- MATERIAL FOR THE TASK:
<<<<
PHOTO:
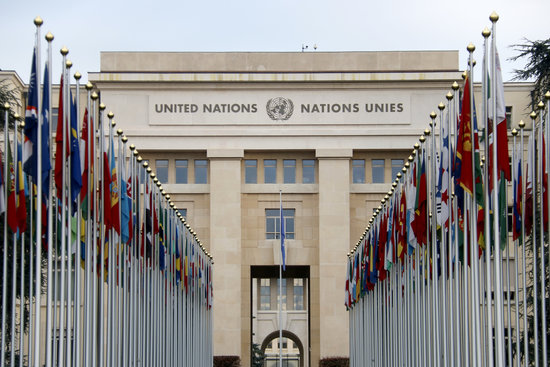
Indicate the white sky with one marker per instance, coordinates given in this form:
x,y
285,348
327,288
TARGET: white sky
x,y
86,28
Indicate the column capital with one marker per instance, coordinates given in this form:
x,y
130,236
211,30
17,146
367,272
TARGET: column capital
x,y
334,153
225,153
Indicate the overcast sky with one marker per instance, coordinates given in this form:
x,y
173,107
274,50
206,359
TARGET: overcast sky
x,y
87,28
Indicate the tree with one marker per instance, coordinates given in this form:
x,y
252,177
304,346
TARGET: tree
x,y
538,66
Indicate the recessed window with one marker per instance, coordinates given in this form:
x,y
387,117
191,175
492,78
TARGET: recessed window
x,y
270,171
250,171
181,170
265,294
308,171
273,223
281,296
201,171
298,293
378,171
396,166
358,170
289,170
161,166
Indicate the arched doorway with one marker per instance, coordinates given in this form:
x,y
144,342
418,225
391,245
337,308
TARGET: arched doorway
x,y
290,358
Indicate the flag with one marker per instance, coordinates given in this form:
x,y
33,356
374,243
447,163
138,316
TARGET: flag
x,y
60,139
529,204
12,206
2,188
283,235
114,191
87,154
76,172
20,192
125,204
517,209
31,123
420,220
503,164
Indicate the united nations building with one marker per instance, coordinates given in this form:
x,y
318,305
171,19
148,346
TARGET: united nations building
x,y
232,137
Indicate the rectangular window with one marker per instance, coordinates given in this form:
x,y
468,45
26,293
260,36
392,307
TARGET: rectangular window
x,y
298,293
161,166
250,171
308,171
201,171
358,170
270,171
181,170
183,212
509,117
265,294
378,171
282,292
273,223
142,171
396,166
53,122
289,170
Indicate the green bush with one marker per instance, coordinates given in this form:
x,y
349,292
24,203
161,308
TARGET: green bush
x,y
334,362
227,361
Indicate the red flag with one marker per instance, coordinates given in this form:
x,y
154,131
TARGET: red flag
x,y
59,139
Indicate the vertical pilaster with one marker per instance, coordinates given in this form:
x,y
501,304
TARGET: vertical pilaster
x,y
334,239
225,237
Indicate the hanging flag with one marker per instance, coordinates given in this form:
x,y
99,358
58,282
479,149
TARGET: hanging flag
x,y
114,192
60,139
87,154
20,192
283,235
517,209
503,164
12,206
31,124
529,204
76,172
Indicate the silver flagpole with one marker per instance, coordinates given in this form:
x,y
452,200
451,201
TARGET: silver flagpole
x,y
61,349
499,306
38,258
51,282
14,250
518,158
547,98
523,257
280,286
542,256
5,261
77,322
90,241
101,282
487,220
22,294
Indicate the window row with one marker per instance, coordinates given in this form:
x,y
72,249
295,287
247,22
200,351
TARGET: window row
x,y
269,287
378,170
293,170
290,168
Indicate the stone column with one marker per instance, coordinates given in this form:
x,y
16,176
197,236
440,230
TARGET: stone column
x,y
334,240
225,237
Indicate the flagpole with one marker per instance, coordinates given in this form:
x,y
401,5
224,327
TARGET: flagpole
x,y
281,284
5,260
38,258
523,258
22,285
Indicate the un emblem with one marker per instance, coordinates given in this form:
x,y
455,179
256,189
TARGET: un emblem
x,y
279,108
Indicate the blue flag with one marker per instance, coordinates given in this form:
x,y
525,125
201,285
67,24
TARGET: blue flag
x,y
283,237
76,172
>>>>
All entries must be output unchanged, with every picture omitted.

PHOTO:
Indicate the white sky with one marker per instance, coordinates given in this form:
x,y
285,348
327,288
TARGET: white sky
x,y
86,28
Indicate the column capital with one marker per instance, coordinates given in this form:
x,y
130,236
211,30
17,146
367,272
TARGET: column capital
x,y
334,153
225,153
Indicate the overcast sky with one marker per instance, coordinates given in this form:
x,y
173,107
274,50
206,359
TARGET: overcast sky
x,y
87,28
Indicate the tree with one marker per instance, coordinates given in this form:
x,y
252,177
304,346
TARGET: tree
x,y
538,66
Indicate the recessed window with one marker per instance, coordinates given in this form:
x,y
387,117
191,175
492,78
TARGET: recessed window
x,y
270,171
250,171
181,170
265,294
308,171
273,223
281,296
201,171
298,293
378,171
396,166
358,170
289,170
161,166
Indicate the arched doorway with one marker per instance, coordinates given in this form:
x,y
144,342
418,225
391,245
337,308
TARGET: arched doorway
x,y
290,358
Indicate the flag with one marker per instance, coordinates given in this form:
x,y
33,356
374,243
447,163
138,316
TARGET: flag
x,y
60,139
529,204
12,206
2,188
283,235
114,191
87,154
76,172
20,192
125,204
517,209
31,123
420,220
503,164
Indicate the united nations building with one marker per instance, coordinates given in this form:
x,y
318,305
171,19
148,346
TARGET: united nations building
x,y
232,137
Indicate the rectangular window with one marker per instance, coordinates given in this form:
x,y
468,45
26,293
260,36
392,307
TARGET: rectangular window
x,y
298,293
161,166
250,171
308,171
201,171
358,170
270,171
181,170
183,212
509,117
265,294
378,171
282,292
273,223
142,171
396,166
53,122
289,170
Indicate the green bush with one marker per instance, coordinates given in this form:
x,y
349,292
24,203
161,308
TARGET: green bush
x,y
334,362
227,361
Indicate the red flag with one marker per instance, coordinates given in this form:
x,y
154,131
TARGET: red flag
x,y
59,139
Indicate the vertical pilaster with one marker per instance, coordinates given in this form:
x,y
501,304
TARGET: vertical pilaster
x,y
334,239
225,237
Indicate the hanging flag with one marker per instance, coordinates given in this form:
x,y
99,358
58,282
479,149
TARGET: hanging flag
x,y
114,192
60,139
87,154
20,192
283,235
517,209
503,164
12,206
31,124
529,204
76,172
Indicate the silver flagpole with one marker per instance, coordinates given in this form:
x,y
452,200
451,201
TARGET: silver flagpole
x,y
61,349
499,306
38,258
51,282
14,250
518,158
547,98
523,257
280,286
542,256
5,261
77,322
90,241
101,282
487,220
22,294
Indicate the window row with one marker per instance, coordinates given in this form:
x,y
72,249
295,287
247,22
200,351
TARGET: window row
x,y
269,287
378,170
293,170
290,168
Indicate the stone column with one marker per instance, coordinates given in this form:
x,y
16,176
197,236
440,230
TARGET: stone column
x,y
334,240
225,237
Indicate the flagpole with one marker per instance, coordinates given in this form:
x,y
401,5
224,327
TARGET: flagpole
x,y
281,284
5,260
38,258
523,258
22,285
Indicate the un emblem with one marker per instance, coordinates given in this form:
x,y
455,179
256,189
TARGET: un emblem
x,y
279,108
Indicate the blue flag with one marker per instance, coordinates given in this form:
x,y
525,125
201,285
67,24
TARGET: blue flag
x,y
283,237
76,172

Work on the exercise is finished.